Render the material from its first line through the line holding "[(703, 648), (259, 699), (467, 657), (149, 524)]", both included, as a Markdown table with columns Row and Line. Give one numbered row per non-blank line, and leave the pictures out.
※
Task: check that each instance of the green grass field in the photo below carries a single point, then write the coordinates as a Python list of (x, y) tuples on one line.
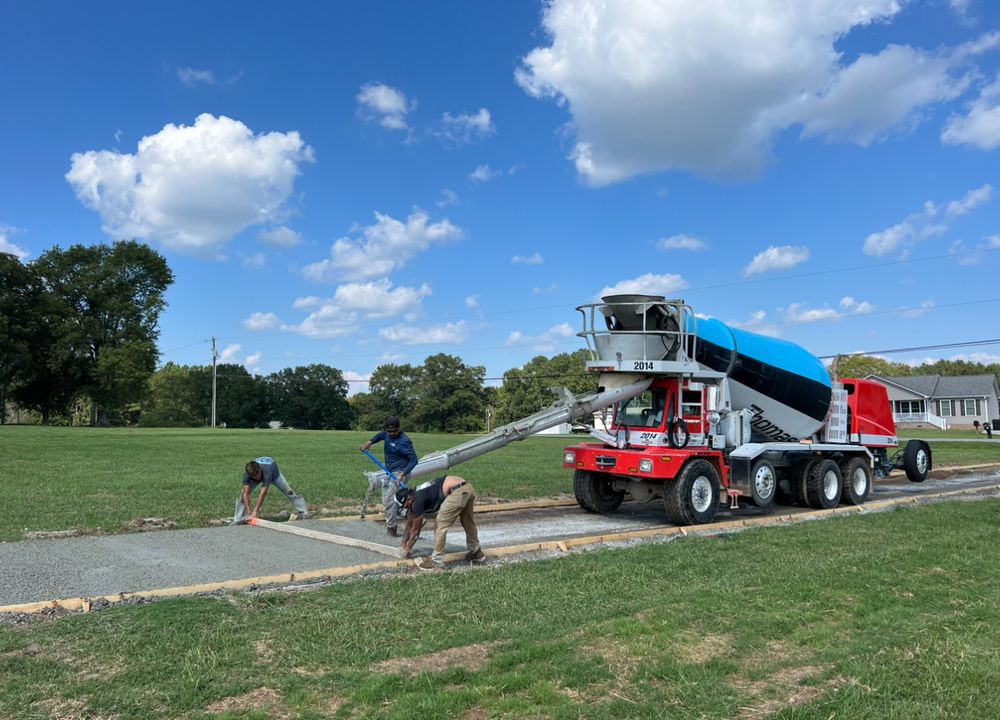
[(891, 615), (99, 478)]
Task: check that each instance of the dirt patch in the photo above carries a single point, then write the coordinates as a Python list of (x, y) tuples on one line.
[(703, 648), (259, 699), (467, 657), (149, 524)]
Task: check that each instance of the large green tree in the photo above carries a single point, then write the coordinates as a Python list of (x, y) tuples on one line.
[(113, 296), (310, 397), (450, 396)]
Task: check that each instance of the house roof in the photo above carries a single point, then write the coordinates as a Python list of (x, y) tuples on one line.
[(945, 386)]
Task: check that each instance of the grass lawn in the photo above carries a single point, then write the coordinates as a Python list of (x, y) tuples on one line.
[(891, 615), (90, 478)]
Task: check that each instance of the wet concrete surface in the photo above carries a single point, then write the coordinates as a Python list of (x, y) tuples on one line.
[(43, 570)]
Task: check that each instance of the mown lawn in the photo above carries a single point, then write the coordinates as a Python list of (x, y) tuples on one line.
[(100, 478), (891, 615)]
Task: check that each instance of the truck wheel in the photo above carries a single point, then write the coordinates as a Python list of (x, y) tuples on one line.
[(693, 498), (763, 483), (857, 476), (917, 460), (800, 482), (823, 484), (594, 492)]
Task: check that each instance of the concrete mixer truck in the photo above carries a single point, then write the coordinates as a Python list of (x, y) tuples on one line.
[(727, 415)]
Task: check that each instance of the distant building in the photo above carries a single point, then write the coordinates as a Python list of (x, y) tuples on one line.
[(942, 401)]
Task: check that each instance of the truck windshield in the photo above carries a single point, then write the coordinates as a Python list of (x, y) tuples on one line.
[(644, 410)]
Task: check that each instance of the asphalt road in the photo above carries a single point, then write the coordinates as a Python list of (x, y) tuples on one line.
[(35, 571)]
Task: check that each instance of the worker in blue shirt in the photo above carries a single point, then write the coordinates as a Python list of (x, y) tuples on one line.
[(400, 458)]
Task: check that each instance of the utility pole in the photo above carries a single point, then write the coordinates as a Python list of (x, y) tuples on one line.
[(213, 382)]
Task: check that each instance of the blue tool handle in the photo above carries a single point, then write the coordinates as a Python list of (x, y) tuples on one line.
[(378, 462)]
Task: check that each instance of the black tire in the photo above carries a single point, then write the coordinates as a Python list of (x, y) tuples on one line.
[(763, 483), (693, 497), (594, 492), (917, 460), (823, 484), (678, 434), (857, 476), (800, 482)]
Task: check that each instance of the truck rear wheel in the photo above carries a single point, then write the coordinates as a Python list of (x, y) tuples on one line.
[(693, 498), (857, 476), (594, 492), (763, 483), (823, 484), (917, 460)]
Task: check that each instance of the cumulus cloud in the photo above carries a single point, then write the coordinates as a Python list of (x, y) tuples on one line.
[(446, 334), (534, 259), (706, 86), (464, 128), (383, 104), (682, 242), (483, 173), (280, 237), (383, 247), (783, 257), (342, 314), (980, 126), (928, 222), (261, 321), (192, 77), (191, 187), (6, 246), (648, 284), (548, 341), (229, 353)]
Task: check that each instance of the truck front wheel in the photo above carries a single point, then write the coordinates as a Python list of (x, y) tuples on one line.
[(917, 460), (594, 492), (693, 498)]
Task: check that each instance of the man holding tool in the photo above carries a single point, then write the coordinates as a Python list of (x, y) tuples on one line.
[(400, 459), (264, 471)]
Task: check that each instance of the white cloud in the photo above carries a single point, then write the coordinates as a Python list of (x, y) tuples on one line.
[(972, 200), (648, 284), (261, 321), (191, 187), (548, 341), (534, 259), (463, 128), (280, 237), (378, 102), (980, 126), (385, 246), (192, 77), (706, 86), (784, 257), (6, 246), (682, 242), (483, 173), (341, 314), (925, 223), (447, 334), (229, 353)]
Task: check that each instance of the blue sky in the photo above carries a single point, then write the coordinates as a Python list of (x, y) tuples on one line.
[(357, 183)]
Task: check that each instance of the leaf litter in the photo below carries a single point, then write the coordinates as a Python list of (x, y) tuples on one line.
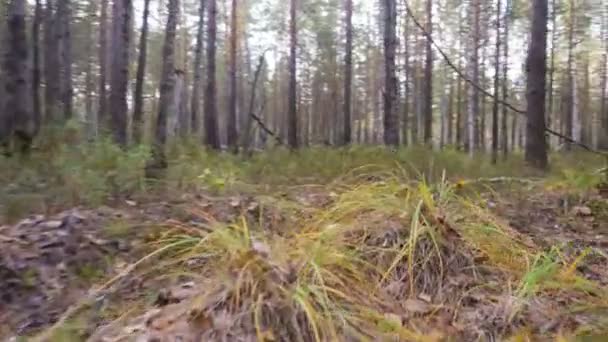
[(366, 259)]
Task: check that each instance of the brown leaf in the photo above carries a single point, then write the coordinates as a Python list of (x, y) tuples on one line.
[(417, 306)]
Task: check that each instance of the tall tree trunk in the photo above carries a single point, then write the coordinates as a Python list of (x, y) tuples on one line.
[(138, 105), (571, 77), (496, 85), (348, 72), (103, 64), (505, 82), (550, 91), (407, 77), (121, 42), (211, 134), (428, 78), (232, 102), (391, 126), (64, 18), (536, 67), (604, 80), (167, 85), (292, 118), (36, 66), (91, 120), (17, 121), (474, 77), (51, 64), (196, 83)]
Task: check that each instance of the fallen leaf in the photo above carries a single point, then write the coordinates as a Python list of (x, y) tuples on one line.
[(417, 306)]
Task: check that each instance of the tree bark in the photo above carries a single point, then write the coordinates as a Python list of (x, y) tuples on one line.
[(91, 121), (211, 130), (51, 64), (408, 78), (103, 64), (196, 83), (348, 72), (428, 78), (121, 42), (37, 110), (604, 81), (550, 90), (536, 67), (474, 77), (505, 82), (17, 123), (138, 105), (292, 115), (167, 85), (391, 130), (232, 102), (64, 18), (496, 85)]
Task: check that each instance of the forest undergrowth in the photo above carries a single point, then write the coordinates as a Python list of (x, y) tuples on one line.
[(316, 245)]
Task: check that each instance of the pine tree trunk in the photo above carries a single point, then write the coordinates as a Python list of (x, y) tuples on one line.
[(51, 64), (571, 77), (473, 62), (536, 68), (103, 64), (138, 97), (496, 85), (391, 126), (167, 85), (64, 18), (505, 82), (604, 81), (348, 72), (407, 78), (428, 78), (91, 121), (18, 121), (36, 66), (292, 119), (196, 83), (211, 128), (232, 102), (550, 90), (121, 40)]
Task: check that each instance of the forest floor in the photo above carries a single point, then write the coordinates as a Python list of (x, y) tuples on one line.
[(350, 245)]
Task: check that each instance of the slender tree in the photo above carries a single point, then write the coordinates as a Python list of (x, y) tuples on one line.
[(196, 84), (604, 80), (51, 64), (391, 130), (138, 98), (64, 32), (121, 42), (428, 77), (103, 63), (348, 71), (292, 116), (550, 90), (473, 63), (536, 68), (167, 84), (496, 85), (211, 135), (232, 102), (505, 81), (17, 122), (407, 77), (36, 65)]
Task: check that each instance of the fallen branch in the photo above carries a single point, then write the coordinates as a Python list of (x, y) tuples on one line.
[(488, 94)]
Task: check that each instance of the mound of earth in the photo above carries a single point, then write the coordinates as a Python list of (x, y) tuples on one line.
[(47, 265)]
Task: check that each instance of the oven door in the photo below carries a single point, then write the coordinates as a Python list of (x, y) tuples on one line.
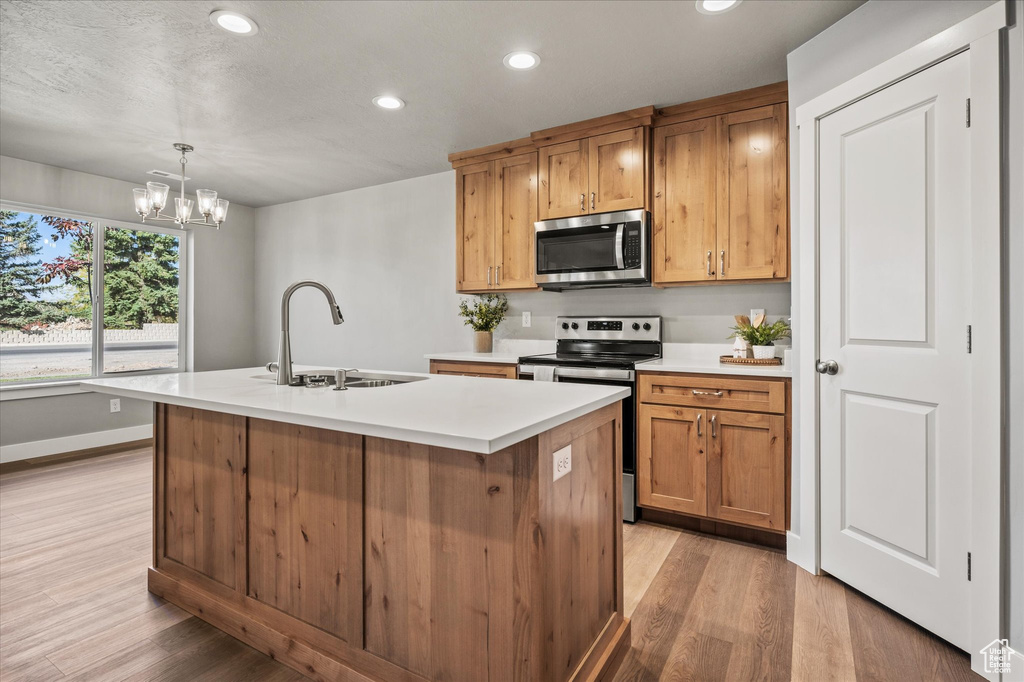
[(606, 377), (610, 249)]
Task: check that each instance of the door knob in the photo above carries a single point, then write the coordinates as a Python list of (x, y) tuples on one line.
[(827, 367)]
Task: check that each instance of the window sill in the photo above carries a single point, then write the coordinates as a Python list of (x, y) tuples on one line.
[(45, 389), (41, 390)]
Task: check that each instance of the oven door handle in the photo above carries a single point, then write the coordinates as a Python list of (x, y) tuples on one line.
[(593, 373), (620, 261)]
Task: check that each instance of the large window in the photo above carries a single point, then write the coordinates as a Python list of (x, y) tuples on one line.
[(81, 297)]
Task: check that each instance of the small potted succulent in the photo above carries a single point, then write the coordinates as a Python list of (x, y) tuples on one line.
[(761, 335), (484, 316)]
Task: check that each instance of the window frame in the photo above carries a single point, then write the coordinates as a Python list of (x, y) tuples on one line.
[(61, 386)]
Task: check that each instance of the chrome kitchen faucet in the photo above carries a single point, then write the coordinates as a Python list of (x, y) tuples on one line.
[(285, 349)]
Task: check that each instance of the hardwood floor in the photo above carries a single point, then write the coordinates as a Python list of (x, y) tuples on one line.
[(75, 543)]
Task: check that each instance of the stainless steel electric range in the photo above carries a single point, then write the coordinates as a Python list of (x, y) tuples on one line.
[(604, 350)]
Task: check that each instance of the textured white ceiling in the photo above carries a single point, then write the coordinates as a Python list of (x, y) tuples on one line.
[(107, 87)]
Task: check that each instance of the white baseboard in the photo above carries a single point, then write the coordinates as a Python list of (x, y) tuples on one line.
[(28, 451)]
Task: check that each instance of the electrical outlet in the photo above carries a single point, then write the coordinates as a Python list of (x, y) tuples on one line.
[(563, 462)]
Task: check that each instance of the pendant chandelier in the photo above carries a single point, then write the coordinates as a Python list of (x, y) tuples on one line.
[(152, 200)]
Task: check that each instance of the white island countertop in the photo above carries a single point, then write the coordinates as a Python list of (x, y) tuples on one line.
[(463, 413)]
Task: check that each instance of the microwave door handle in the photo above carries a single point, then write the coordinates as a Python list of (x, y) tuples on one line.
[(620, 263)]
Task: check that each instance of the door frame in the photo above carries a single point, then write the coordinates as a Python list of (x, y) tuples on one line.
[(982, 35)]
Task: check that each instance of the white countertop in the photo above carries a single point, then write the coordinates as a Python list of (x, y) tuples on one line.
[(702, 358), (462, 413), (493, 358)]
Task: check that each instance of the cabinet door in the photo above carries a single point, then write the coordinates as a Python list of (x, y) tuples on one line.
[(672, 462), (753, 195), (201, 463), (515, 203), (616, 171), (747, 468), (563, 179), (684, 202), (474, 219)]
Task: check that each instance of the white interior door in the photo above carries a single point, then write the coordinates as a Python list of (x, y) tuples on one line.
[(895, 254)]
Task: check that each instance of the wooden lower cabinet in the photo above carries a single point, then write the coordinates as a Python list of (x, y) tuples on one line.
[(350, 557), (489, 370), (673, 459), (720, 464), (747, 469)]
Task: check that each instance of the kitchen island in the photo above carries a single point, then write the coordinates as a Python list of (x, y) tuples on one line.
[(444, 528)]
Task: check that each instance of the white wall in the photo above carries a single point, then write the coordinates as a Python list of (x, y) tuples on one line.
※
Reply to the exercise |
| Row | Line |
|---|---|
| 1 | Task: check that each instance of the green grass field in the photo below carries a single point, then write the coordinates as a Python list of (x, y) tuples on one line. |
| 2 | [(891, 615), (99, 478)] |
| 3 | Task: check that each instance of the dirt patch in the photo above carries a single point, then write the coordinates as a Python list of (x, y) tuples on one line. |
| 4 | [(703, 648), (259, 699), (467, 657), (149, 524)] |